INSTRUCTIONS FOR THE TASK ▸ A word-for-word restatement of the data is what is needed.

ENTRIES SHOWN ▸
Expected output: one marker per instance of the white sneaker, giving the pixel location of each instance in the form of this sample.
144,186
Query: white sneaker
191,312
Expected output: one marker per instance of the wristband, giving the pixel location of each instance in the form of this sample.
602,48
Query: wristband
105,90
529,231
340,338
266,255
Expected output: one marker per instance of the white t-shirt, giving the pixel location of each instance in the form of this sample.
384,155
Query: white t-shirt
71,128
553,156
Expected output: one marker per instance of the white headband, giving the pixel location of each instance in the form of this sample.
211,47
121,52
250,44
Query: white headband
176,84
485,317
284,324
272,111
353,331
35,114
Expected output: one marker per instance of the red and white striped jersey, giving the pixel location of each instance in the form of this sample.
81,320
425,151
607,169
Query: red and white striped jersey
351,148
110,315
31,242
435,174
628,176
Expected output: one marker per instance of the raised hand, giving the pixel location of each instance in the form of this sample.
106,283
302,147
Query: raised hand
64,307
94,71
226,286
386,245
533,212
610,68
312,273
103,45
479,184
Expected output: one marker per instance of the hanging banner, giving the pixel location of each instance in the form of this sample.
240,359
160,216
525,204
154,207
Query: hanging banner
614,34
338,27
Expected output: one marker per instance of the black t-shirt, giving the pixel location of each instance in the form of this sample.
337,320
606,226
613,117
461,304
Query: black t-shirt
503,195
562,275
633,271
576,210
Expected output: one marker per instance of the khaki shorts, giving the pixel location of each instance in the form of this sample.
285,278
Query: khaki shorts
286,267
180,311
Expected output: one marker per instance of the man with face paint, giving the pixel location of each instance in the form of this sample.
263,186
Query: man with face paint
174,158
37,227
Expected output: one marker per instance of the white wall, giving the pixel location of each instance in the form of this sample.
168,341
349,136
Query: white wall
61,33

ANSWER SECTION ▸
Expected output: one marker per instance of the white sneaker, giving the pixel location of each instance in the form of this sample.
144,186
Query: white sneaker
191,312
Expected output: one marker per instance of the wristband, giving the pixel location of each instance in the form of this sample.
602,48
Query: wristband
105,90
529,231
340,338
266,255
Expected output: one marker per instance of the white t-shirt, giving the pixel location of each instance in the form of this sample.
384,155
Query: white t-shirt
71,128
553,156
Expected output: one marker per instance of the white headband, giving the pixel location of each instance in the form of this sample.
211,47
121,52
250,44
Query: white headband
176,84
485,317
284,324
272,111
353,331
35,114
Expected output: one marker per instance of the red and white striped jersey, giving the pixel location of each instance in the form of this sample.
81,320
425,151
607,169
Query: red and white striped jersey
351,148
110,315
31,242
435,174
628,176
Expected output: one marker per instance of the raised hand, giving the pixel location of each instance in the form of this sample.
106,283
302,147
Query: raised hand
64,307
94,71
226,286
386,245
533,212
610,68
312,273
103,45
479,184
Expected output: one marker per instance of the hanging banner, giving the pixel location of each instance in the form of this sample.
240,359
160,216
525,204
154,207
Query: hanging banner
614,34
338,27
Expected output: one marker per instance of the black t-shirt, giving the pixel location of each instance in the form of this sample.
337,320
606,226
613,117
461,304
Query: black t-shirt
503,195
562,275
633,271
576,210
Expected output: one marker per instance of the khaki shorts, giving the pixel location of each instance in the form of this sample.
285,278
Query: khaki shorts
286,267
180,311
Expected output: one marker per instance of the man with face paint, giving the pixel location of each instance in the form of this sample.
263,186
Query: man with face paint
174,158
37,227
Expected output: one marker per instance of the white wall, giving the pixel location of each instance in the form of this sample.
168,341
349,136
Query: white wall
61,33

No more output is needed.